# [Short exercise]
Reproduce exactly the final portion of the data: every line from the one containing "subject: shallow water" through the last line, inclusive.

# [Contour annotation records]

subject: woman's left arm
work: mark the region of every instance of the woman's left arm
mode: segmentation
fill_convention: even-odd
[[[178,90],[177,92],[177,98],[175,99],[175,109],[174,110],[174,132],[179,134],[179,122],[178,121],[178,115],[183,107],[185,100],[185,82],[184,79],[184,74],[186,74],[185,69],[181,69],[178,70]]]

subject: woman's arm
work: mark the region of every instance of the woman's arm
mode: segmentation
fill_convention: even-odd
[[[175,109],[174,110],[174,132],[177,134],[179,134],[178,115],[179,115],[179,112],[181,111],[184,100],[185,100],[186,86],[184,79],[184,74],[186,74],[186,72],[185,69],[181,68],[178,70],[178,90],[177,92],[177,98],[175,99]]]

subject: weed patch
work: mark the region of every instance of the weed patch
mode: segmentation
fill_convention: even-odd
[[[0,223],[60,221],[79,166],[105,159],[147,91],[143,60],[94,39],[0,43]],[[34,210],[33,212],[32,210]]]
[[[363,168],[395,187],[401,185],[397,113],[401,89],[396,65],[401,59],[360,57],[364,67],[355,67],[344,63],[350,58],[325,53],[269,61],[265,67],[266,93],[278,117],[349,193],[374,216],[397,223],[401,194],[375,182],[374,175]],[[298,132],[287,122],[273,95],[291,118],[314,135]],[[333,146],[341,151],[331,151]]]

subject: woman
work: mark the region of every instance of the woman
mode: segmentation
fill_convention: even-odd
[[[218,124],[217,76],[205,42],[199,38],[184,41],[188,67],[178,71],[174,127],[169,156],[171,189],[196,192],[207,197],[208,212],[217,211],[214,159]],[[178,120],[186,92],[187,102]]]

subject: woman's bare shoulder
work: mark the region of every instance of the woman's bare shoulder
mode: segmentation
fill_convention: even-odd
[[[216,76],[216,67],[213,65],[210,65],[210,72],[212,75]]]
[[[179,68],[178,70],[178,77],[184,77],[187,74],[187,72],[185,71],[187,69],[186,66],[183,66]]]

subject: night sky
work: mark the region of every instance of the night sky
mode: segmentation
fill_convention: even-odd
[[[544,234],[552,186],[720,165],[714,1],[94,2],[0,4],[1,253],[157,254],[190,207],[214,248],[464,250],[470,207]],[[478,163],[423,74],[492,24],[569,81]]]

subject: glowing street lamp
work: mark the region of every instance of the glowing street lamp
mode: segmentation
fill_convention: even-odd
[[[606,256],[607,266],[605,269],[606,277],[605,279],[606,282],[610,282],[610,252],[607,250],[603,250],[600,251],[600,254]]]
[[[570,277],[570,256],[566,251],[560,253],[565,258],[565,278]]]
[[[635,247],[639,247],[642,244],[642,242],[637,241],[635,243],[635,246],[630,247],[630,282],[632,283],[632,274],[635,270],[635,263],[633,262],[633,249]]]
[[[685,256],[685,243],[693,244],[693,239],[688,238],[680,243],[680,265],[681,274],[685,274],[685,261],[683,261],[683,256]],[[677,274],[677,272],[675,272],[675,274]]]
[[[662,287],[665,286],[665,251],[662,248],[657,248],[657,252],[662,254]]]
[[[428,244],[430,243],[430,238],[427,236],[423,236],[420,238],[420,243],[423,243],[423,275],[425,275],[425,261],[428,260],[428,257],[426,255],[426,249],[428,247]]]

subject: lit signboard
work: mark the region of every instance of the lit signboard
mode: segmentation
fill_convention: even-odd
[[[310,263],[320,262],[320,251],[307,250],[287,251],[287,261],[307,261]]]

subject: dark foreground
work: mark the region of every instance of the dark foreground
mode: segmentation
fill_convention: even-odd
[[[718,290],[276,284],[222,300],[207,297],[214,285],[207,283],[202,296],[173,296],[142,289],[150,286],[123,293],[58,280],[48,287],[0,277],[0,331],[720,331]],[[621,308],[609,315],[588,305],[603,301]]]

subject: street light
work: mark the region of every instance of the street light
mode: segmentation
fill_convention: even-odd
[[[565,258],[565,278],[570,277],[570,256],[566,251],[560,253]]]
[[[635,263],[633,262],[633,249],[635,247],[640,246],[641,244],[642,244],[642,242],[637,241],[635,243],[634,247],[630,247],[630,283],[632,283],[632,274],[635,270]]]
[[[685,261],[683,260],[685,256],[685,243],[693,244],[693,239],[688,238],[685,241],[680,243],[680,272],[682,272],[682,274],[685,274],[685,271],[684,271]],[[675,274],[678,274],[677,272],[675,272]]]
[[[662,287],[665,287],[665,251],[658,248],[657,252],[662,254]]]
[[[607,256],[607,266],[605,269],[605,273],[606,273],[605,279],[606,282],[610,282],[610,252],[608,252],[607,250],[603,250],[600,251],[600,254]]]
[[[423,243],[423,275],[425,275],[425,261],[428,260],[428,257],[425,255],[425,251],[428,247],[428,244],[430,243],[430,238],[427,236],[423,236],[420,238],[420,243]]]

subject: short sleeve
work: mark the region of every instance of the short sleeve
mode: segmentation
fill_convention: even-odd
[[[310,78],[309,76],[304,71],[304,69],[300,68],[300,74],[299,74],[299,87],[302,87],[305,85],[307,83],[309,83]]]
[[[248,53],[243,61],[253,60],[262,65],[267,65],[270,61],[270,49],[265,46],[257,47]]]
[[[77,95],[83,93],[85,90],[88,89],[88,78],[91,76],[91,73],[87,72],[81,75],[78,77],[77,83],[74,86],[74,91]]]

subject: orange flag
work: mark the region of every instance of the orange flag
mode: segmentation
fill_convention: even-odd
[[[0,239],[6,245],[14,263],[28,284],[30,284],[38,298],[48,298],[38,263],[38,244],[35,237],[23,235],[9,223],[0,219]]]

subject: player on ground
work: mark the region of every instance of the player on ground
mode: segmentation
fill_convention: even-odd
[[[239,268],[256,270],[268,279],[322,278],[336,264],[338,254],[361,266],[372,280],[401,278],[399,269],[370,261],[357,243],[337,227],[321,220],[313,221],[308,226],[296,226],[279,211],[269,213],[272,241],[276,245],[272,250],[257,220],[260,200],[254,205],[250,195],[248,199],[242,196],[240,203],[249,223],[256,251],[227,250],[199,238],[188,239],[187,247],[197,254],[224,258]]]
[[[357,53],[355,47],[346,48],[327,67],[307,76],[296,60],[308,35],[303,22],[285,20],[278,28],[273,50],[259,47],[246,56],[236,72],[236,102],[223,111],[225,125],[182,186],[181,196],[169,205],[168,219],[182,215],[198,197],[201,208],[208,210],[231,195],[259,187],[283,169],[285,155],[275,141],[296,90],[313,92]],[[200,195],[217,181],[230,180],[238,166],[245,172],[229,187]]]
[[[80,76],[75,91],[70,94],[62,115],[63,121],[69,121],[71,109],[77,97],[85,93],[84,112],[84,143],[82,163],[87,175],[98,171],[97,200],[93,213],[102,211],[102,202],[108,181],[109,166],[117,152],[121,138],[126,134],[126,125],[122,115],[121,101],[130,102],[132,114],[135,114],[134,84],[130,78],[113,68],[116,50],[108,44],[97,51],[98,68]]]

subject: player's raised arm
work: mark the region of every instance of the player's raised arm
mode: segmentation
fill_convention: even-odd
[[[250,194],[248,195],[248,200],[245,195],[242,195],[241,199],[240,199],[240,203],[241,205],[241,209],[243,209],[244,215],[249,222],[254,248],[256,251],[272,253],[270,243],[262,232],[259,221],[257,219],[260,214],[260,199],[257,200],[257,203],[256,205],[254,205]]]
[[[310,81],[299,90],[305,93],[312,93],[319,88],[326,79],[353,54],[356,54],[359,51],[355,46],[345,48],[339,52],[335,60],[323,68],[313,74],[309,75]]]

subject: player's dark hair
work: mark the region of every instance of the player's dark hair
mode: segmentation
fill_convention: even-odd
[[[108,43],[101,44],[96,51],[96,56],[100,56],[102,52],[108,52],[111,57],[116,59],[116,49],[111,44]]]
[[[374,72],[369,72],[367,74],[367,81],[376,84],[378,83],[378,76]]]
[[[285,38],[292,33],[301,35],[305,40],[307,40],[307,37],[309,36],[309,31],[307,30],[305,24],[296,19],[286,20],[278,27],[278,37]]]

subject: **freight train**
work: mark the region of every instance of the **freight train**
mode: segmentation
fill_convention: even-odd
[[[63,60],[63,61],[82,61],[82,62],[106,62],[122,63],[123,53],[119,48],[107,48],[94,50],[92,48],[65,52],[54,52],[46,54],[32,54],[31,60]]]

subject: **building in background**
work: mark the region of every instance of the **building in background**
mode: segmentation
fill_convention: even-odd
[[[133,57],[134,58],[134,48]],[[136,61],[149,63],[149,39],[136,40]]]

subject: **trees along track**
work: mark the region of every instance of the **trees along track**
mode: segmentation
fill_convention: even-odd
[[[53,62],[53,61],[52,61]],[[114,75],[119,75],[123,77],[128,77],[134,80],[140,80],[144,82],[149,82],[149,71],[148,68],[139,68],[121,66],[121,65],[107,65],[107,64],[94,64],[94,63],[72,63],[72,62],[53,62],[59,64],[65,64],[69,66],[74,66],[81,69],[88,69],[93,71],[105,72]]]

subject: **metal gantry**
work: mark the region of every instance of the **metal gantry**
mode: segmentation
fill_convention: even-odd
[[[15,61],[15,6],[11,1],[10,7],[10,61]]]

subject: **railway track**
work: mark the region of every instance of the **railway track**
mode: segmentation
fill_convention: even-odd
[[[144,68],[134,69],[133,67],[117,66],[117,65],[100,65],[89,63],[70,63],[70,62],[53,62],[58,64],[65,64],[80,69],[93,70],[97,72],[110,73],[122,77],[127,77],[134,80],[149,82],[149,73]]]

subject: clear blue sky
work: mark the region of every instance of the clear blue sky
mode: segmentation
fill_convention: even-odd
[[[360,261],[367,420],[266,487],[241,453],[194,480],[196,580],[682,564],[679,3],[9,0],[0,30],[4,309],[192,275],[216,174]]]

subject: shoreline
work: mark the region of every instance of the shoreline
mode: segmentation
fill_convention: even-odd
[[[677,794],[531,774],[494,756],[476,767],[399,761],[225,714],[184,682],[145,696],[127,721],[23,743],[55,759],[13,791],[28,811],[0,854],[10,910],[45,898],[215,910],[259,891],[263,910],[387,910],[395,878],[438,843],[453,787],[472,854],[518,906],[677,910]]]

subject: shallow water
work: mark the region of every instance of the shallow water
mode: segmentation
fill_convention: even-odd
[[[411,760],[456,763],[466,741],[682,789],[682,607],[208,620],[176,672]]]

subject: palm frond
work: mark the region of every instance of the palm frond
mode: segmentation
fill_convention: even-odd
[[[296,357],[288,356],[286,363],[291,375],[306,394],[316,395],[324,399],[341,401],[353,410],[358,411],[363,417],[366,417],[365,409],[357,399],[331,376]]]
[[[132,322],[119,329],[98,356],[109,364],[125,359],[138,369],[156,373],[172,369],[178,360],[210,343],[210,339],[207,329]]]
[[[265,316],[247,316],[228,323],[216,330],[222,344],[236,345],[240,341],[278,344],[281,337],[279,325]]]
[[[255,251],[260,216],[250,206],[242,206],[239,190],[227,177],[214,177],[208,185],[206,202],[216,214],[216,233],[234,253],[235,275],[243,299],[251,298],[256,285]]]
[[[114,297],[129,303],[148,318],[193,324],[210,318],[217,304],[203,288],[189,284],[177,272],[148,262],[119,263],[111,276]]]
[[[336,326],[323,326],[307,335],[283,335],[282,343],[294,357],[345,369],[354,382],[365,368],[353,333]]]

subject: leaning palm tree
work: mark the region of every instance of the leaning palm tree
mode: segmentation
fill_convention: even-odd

# [Written answer]
subject: shallow water
work: mark the region of every instance of the shallow water
mode: segmentation
fill_convention: even-odd
[[[411,760],[456,763],[466,741],[682,789],[682,607],[208,620],[176,672]]]

subject: palm frond
work: mark the region of every instance of the palm frond
mode: segmentation
fill_convention: even-odd
[[[296,357],[288,356],[286,363],[291,375],[306,394],[316,395],[324,399],[341,401],[353,410],[358,411],[363,417],[366,417],[365,409],[357,399],[331,376]]]
[[[132,322],[119,329],[98,356],[109,364],[125,359],[138,369],[156,373],[172,369],[178,360],[210,343],[210,339],[207,329]]]
[[[265,316],[247,316],[228,323],[216,330],[222,344],[236,345],[240,341],[278,344],[281,337],[279,325]]]
[[[255,251],[260,216],[250,206],[242,206],[239,190],[227,177],[214,177],[208,185],[206,202],[216,214],[216,233],[234,253],[235,275],[243,299],[251,298],[256,285]]]
[[[114,297],[129,303],[148,318],[193,324],[210,318],[217,304],[203,288],[189,284],[177,272],[148,262],[119,263],[111,276]]]
[[[336,326],[323,326],[307,335],[283,335],[282,343],[294,357],[345,369],[354,382],[365,368],[353,333]]]

subject: leaning palm tree
work: mark the region of every instance of the leaning palm tree
mode: segmentation
fill_convention: even-odd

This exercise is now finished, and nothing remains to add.